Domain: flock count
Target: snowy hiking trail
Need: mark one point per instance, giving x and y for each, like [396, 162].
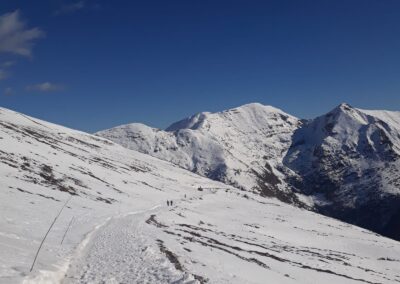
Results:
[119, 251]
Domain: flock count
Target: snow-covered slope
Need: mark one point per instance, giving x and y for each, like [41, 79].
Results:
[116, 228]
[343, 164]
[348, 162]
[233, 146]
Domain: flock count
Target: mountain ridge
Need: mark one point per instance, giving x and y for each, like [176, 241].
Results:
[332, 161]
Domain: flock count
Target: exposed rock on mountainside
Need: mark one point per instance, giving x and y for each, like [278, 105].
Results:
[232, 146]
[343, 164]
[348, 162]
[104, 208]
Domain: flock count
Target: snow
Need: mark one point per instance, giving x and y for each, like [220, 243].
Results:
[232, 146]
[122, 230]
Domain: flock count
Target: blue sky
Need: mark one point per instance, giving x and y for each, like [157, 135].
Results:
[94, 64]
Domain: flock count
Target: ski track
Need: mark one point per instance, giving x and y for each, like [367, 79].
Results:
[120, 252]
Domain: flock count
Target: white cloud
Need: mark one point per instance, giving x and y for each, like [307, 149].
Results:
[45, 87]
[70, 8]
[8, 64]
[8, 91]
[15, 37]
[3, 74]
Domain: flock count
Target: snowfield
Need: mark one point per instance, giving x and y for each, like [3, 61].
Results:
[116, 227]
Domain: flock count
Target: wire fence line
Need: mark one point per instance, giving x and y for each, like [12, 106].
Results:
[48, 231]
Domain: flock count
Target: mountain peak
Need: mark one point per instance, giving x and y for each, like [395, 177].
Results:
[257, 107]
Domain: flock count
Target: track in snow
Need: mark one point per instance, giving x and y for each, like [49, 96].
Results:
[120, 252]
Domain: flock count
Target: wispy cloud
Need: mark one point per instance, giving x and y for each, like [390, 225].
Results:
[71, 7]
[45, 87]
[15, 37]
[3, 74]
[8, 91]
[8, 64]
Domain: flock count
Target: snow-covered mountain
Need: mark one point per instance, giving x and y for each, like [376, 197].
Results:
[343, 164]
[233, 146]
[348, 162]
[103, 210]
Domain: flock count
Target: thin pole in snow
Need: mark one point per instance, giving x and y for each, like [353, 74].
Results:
----
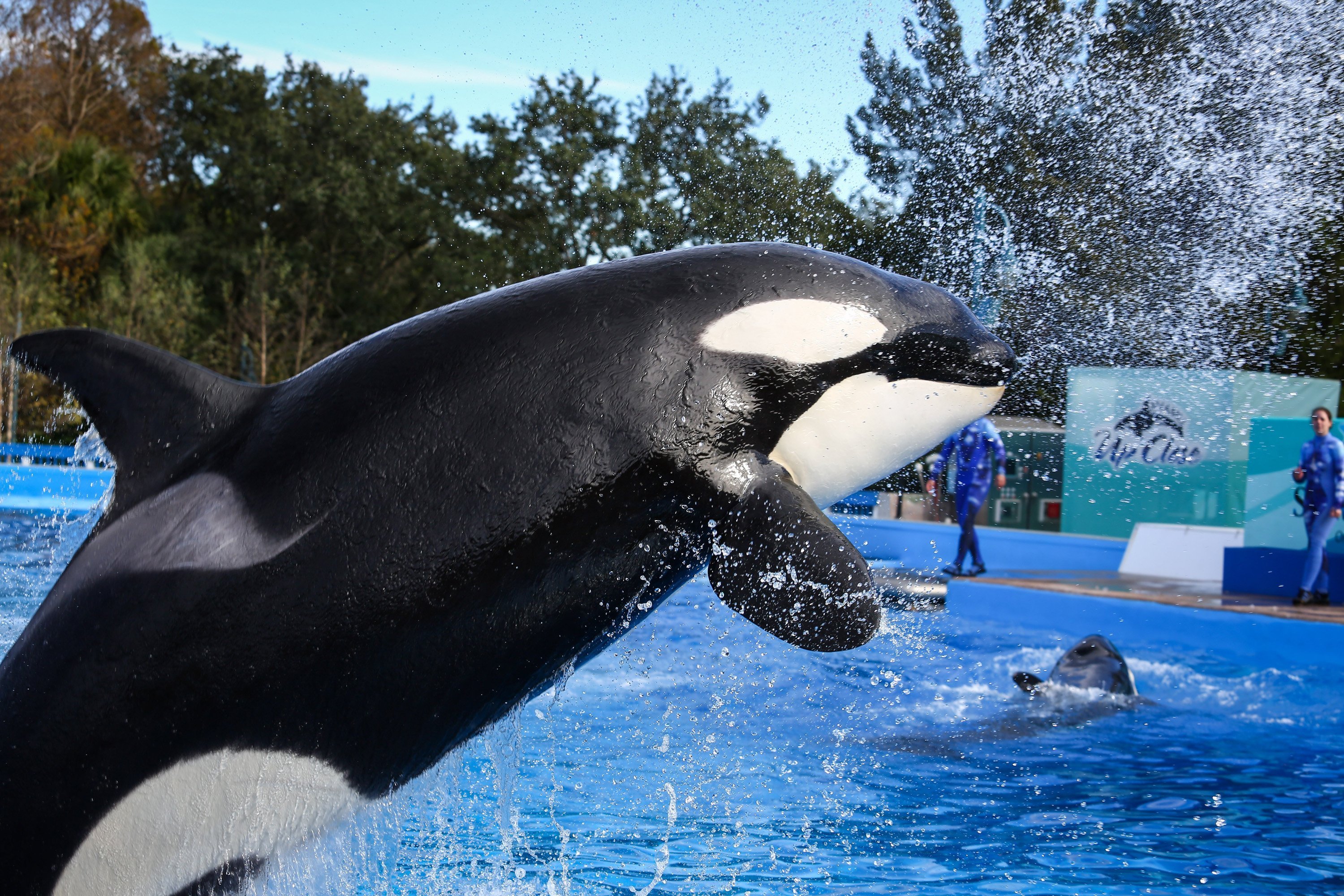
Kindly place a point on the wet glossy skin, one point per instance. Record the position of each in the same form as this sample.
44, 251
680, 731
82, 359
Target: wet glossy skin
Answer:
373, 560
----
EXERCISE BRIEF:
Gather each line in these records that contains the string "covered".

TASK OUTPUT:
Target: snow-covered slope
Target: snow-covered mountain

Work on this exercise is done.